> _PROBLEM DESCRIPTION_
Repeat every record below exactly as written.

Pointing records:
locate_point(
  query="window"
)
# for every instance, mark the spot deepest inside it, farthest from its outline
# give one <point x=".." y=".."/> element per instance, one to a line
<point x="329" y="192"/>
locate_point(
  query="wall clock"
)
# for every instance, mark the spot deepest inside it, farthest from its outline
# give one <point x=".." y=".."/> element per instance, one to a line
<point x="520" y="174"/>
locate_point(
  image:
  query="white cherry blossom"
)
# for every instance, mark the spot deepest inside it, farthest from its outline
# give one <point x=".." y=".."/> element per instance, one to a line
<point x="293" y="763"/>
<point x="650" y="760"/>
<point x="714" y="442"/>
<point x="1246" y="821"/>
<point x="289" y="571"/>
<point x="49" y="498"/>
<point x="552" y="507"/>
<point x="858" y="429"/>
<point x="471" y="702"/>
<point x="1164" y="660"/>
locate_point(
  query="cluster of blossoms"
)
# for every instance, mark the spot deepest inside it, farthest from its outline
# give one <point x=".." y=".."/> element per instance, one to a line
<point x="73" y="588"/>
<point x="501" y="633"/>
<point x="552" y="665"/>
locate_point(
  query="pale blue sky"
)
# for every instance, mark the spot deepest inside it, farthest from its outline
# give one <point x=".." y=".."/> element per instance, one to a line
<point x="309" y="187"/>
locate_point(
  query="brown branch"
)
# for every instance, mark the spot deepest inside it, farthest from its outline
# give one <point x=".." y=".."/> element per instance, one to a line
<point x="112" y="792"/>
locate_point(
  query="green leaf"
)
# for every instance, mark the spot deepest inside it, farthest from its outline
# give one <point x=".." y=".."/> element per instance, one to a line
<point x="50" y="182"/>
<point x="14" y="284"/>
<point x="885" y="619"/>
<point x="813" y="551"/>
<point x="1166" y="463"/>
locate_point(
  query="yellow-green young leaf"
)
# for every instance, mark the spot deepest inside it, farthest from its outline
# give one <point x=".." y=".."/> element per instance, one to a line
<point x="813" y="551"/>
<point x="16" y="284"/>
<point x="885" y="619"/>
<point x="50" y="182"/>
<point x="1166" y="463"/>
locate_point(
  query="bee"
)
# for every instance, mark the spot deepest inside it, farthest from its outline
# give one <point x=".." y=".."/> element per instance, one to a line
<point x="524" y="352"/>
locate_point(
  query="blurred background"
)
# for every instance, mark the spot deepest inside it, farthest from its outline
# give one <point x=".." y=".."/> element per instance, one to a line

> _FINISHED TASK_
locate_point(
  query="window"
)
# for every instance, mark the spot deepest inside it, farthest from its outline
# give one <point x=".." y=".."/> element per instance, one to a line
<point x="329" y="192"/>
locate_point(
  query="wall clock"
)
# for every instance, mark the spot deepest inside it, farthest from its outline
# give one <point x=".." y=".."/> element per instance, one to a line
<point x="520" y="174"/>
locate_point(
  image:
  query="white cherry blossom"
)
# for every instance, mark the spot deepest inside it, farthest from its outline
# give one <point x=".." y=".."/> element per instance, one to a line
<point x="293" y="763"/>
<point x="650" y="760"/>
<point x="714" y="442"/>
<point x="1246" y="821"/>
<point x="289" y="571"/>
<point x="49" y="498"/>
<point x="552" y="507"/>
<point x="858" y="429"/>
<point x="471" y="702"/>
<point x="1164" y="660"/>
locate_point(
  query="cluster of blossoms"
)
# for every instance, mark the spot deepest inside it, farthest from its outline
# give one <point x=".." y=".."/> element per instance, one to a line
<point x="73" y="588"/>
<point x="501" y="633"/>
<point x="552" y="665"/>
locate_point(
  query="pale blue sky"
)
# for every instance, mark the spot deepest inside it, farthest from its outline
# give one <point x=".." y=".."/> element per instance, one to a line
<point x="309" y="187"/>
locate_point(
  query="brown branch"
)
# for every instance, mark the spot deepest inside it, farthest from its outline
# give one <point x=".." y=".."/> element per instance, one to a line
<point x="112" y="792"/>
locate_point(
  query="green leaf"
)
# for every instance, mark the spot deepest inside it, farthest from its outline
# give one <point x=".." y=".."/> element per instance, one to a line
<point x="50" y="182"/>
<point x="14" y="284"/>
<point x="885" y="619"/>
<point x="813" y="551"/>
<point x="1166" y="463"/>
locate_point(
  query="yellow-green young leaf"
)
# for every instance, mark the spot deepest inside it, farthest from its outline
# give one <point x=".." y=".."/> element per instance, one to a line
<point x="813" y="551"/>
<point x="16" y="284"/>
<point x="885" y="619"/>
<point x="50" y="182"/>
<point x="1166" y="463"/>
locate_point(
  query="bee"
)
# for every instance, mark the spot deepest inside it, farthest from its outline
# give one <point x=".." y=".."/> element per instance, one to a line
<point x="524" y="352"/>
locate_point(
  query="blurred background"
)
# for every instance, mark the spot deepest inside it, farthest from its outline
# give one <point x=".." y=".."/> element per instance, one to a line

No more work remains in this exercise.